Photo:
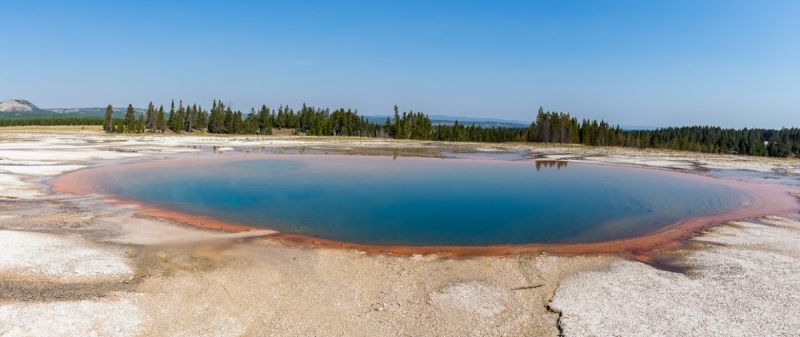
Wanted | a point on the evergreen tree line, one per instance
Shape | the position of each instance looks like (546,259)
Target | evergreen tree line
(552,127)
(52,121)
(548,127)
(222,119)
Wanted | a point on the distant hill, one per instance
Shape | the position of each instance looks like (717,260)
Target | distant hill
(22,109)
(17,105)
(449,120)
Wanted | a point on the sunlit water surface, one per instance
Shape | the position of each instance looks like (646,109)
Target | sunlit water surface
(419,201)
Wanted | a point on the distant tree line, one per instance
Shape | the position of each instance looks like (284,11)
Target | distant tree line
(551,127)
(52,121)
(221,119)
(547,127)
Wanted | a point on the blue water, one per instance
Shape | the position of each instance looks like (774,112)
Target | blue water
(423,201)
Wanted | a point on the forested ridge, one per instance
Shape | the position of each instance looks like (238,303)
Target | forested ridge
(547,127)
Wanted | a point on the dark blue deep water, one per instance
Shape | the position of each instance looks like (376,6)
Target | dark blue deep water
(418,201)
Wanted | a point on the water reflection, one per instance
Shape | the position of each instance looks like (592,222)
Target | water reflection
(558,164)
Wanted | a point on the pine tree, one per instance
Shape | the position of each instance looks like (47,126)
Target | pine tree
(108,125)
(161,122)
(130,118)
(140,123)
(151,117)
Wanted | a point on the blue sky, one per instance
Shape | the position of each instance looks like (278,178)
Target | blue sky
(654,63)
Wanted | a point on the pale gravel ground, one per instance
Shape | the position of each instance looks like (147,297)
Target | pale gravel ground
(189,282)
(80,318)
(63,258)
(746,284)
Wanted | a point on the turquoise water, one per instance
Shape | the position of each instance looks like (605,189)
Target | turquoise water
(423,201)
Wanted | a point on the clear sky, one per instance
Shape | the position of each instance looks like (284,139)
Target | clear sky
(653,63)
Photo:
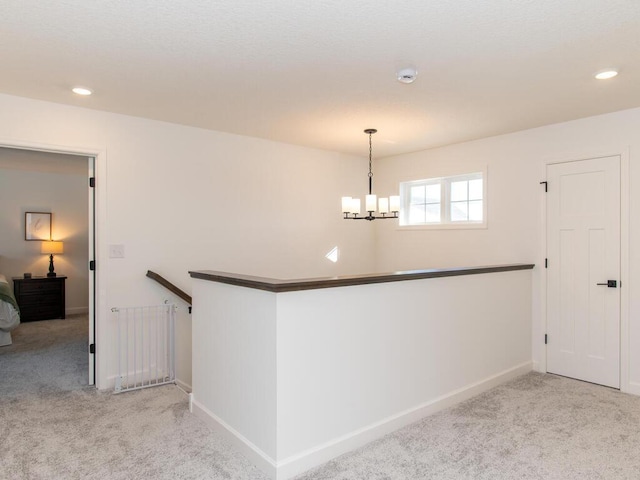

* [GIVEN EXERCISE]: Starting at the line that contains "Wanted | a point on the water" and ending at the end of the records, write those lines out again, requests included. Multiply every coordinate in the answers by 1.95, round to whole numbers with halves going up, and leave the pictures out.

* [REPLY]:
Wanted | a point on the water reflection, one per instance
Shape | the position of each instance looks like (592,222)
Target | water reflection
(1088,320)
Wanted | a point on the pine tree, one per instance
Shape | the position of each instance looks like (47,126)
Target | pine tree
(211,244)
(314,238)
(254,230)
(273,240)
(294,228)
Wanted | a point on the blue sky, one per instance
Shape | the position of each instance looks like (278,178)
Target | blue sky
(1275,123)
Wanted | a point on the pale gravel ground, one per instance
Shape | the position of each instance looks like (147,297)
Target | pale gravel ground
(369,550)
(156,620)
(123,503)
(1455,554)
Wanted | a point on the turquoise water, one per instance
Shape | the position of each instance looks like (605,189)
Target | turquoise water
(825,392)
Wanted | a point on the clear sky, one per instance
Shape | the position of each instance looks like (284,139)
Target | clear sky
(1273,123)
Photo:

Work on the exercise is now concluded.